- [Required action] Copy each line of the following data that contains "below".

(Stored data)
--*--
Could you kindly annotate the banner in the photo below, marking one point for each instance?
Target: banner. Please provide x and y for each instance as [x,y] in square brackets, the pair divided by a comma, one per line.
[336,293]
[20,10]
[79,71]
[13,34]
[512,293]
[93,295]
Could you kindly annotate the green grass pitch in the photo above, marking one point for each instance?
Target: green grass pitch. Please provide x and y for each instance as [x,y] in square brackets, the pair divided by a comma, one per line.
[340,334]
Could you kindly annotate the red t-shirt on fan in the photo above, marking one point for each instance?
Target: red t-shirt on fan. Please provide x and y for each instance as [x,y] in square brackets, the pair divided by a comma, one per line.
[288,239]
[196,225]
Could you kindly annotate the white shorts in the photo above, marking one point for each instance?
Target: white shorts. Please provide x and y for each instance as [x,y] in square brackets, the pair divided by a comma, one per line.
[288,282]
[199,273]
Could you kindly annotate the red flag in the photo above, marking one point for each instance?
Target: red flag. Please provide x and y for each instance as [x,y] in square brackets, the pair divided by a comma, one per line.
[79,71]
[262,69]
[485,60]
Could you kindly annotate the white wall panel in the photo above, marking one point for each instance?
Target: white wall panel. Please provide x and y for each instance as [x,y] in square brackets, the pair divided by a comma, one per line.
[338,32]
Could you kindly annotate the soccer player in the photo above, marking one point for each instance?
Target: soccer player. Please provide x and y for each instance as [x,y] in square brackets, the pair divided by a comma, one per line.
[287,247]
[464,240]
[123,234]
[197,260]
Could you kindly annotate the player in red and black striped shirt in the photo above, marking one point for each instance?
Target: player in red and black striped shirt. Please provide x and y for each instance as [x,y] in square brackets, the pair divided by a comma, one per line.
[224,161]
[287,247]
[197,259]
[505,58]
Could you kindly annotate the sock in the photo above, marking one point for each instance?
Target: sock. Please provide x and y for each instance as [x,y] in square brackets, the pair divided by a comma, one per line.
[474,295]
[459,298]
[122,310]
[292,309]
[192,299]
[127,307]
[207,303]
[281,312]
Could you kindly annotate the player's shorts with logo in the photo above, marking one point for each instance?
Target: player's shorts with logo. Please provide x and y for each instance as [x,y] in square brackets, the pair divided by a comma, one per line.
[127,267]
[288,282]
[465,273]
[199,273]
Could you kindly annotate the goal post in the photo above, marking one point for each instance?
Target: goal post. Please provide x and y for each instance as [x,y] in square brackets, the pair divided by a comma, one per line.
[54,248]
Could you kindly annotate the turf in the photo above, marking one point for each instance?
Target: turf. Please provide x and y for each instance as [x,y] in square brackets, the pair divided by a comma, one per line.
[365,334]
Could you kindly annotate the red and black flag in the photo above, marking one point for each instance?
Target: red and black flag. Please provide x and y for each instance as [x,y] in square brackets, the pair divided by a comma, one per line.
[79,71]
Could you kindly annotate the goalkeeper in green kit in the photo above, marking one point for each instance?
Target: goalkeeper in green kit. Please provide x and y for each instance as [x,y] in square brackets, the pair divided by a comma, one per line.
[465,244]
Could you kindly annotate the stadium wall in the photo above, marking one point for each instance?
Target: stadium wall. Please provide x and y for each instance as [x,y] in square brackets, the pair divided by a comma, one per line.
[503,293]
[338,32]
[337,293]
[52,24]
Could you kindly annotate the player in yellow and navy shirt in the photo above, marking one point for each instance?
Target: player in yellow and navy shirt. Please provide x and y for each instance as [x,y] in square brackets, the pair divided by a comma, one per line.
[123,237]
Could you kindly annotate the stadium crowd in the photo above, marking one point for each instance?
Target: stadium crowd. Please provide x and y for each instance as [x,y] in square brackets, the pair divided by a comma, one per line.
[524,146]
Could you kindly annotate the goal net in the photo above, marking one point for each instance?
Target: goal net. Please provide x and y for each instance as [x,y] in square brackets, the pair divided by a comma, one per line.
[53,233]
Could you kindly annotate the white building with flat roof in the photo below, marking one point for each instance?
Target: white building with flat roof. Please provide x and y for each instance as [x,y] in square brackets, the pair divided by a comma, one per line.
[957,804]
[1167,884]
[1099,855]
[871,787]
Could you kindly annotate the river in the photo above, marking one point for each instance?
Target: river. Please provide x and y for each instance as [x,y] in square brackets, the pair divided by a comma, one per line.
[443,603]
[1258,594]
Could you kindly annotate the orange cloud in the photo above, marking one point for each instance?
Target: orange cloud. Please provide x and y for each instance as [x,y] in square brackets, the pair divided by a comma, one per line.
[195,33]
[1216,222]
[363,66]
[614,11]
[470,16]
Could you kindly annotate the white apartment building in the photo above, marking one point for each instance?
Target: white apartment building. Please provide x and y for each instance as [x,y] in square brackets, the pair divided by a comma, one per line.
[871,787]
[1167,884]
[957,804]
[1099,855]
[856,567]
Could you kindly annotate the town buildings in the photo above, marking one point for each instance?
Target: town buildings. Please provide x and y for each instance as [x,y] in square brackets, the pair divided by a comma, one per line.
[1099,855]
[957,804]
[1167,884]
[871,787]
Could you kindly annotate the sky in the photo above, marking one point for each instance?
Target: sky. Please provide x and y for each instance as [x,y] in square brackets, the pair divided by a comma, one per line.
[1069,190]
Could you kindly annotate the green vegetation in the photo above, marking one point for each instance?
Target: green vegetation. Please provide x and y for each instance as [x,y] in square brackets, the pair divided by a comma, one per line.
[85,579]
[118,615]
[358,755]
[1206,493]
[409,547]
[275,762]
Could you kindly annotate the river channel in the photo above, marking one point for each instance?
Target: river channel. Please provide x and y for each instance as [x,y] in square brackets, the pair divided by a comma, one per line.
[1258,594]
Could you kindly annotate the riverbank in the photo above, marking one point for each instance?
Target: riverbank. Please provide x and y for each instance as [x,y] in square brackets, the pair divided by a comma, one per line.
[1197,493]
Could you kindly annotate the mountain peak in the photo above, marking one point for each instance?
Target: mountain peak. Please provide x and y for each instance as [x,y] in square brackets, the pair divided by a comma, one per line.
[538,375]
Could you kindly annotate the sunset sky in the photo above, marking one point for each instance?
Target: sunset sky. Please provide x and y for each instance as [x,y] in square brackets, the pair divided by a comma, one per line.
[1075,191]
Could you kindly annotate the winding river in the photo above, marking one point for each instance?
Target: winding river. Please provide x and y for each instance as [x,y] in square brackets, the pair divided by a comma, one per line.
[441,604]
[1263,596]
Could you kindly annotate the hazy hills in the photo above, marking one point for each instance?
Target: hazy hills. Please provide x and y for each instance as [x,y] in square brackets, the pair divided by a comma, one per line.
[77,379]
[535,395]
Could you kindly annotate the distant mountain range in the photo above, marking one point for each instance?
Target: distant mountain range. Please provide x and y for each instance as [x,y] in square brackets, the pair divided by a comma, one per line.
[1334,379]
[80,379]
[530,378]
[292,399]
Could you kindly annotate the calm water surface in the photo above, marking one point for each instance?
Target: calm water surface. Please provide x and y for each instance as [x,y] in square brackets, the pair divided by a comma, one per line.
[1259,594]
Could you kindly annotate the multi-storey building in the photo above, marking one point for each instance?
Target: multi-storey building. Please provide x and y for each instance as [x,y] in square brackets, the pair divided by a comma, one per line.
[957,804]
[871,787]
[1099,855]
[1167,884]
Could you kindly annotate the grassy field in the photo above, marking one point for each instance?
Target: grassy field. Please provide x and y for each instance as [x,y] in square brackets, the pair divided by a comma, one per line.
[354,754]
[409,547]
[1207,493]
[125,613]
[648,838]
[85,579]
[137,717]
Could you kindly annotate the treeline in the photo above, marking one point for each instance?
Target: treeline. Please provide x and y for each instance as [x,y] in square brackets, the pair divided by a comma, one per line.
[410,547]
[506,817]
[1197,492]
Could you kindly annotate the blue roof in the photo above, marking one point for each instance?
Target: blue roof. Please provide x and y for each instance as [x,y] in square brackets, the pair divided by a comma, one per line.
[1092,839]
--*--
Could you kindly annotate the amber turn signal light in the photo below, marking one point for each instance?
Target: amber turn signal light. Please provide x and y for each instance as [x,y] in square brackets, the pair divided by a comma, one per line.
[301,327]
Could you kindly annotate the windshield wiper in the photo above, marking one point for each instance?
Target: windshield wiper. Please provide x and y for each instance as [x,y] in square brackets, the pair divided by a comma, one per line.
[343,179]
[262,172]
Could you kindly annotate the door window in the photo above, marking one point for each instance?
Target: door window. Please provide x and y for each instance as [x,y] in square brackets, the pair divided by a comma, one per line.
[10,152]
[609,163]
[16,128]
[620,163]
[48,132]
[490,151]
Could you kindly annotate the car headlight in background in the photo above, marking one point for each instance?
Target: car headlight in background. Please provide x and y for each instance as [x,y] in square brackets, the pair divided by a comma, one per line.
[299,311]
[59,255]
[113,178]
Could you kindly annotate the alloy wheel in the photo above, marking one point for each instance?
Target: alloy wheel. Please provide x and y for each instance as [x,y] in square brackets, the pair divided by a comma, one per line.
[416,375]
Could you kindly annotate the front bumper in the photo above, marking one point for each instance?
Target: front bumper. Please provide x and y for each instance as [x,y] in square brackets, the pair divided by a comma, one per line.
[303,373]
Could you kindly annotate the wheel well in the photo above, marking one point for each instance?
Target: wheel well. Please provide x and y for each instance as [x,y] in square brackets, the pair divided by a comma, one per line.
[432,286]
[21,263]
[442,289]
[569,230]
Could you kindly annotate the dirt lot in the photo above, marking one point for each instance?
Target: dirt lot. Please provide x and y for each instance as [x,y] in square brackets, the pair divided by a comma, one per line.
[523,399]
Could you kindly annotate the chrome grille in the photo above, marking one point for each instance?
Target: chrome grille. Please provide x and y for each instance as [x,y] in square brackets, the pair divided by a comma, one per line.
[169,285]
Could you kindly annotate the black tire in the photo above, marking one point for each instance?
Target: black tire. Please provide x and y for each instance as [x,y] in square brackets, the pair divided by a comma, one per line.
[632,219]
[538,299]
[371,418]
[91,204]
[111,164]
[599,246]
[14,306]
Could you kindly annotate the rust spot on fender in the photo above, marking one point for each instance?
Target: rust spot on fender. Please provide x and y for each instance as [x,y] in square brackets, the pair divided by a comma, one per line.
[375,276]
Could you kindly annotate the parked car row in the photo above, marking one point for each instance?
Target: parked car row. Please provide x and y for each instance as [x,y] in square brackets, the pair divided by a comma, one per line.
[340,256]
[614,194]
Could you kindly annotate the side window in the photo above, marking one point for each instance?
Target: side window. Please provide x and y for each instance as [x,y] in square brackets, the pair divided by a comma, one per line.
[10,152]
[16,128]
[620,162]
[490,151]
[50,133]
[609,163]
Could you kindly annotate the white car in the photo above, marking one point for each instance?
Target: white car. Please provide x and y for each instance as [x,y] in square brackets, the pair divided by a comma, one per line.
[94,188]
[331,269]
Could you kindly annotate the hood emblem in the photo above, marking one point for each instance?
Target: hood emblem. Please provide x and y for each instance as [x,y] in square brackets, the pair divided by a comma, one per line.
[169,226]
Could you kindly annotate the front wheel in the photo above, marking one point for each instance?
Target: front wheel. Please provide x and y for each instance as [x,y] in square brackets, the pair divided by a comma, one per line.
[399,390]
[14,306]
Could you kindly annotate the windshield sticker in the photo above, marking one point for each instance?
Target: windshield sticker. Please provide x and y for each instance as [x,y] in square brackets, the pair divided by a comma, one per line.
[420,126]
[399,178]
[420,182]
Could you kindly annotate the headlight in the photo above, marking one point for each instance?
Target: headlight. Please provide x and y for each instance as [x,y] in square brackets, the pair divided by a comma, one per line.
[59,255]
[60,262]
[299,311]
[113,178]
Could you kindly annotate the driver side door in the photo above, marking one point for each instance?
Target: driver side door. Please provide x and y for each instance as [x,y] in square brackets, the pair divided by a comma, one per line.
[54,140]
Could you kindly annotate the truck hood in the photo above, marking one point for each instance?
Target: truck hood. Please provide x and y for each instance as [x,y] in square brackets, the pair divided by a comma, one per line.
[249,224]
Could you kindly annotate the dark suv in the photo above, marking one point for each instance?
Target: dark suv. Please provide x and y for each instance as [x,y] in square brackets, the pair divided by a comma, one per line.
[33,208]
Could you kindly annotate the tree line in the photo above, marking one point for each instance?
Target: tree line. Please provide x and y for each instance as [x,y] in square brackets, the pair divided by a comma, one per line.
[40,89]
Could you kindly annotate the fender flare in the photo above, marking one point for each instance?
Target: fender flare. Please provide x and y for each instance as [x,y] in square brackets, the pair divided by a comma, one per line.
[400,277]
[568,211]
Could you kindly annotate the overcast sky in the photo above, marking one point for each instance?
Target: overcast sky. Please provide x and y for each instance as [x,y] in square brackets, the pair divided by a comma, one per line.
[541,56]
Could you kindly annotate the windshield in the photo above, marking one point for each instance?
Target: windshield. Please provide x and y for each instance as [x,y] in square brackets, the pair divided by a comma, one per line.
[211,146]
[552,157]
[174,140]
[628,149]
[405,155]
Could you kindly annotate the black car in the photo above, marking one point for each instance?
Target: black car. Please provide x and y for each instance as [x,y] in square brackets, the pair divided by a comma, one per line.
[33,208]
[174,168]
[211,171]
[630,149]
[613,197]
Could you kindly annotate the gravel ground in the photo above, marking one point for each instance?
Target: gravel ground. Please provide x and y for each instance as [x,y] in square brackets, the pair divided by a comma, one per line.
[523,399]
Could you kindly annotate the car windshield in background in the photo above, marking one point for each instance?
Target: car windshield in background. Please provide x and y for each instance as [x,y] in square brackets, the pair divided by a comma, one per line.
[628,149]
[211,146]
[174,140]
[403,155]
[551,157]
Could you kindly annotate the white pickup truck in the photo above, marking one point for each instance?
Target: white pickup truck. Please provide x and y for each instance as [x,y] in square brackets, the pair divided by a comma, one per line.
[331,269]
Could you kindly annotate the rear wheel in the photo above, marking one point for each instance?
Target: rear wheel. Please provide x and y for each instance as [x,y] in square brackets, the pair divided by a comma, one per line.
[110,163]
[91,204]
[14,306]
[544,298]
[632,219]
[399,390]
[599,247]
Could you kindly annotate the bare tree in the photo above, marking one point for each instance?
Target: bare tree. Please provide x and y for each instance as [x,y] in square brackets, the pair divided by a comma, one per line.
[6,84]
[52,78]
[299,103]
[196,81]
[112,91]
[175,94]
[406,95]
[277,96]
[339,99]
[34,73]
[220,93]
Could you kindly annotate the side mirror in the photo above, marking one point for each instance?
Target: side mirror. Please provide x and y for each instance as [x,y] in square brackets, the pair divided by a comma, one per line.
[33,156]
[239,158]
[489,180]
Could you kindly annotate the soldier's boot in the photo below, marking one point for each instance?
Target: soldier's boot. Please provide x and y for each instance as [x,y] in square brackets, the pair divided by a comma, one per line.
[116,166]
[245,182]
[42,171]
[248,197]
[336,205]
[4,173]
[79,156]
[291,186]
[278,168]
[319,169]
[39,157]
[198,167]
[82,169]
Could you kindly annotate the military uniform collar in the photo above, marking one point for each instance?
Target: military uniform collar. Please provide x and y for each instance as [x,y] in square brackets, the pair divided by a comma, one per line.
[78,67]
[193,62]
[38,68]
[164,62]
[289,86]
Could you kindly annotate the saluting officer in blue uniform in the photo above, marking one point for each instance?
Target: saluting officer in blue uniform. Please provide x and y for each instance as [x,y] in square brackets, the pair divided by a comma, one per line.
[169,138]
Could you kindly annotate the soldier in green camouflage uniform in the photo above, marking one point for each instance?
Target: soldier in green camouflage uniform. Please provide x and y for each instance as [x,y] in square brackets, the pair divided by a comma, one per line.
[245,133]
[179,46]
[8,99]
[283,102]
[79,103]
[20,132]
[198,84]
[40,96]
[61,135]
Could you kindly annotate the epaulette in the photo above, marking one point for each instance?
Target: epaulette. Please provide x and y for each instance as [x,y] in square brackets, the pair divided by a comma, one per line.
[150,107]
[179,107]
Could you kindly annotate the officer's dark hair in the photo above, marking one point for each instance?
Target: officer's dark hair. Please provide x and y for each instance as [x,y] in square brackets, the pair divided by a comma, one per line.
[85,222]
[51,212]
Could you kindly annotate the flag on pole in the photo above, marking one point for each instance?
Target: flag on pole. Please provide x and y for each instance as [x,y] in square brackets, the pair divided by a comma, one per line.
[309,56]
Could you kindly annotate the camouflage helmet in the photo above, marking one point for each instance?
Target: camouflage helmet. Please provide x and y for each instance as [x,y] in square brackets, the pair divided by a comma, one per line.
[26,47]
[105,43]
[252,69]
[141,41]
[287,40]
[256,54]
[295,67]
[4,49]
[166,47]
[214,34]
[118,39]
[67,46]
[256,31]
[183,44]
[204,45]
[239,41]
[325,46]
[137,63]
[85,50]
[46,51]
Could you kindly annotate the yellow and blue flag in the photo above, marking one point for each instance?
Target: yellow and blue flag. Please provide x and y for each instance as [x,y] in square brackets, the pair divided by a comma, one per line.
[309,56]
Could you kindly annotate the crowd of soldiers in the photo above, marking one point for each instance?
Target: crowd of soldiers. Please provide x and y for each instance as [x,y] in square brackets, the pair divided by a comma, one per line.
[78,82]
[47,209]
--*--
- [Response]
Could you kindly annotate the banner in the photo below, marking one point for each instance?
Could you kindly annotate the white building with flat roof in the photo below, marking one point for each instance?
Could you kindly annotate the amber turn signal light in the photo below, marking one point for each instance?
Could you kindly annotate the soldier's boot in the photo below, marking one point for each instance?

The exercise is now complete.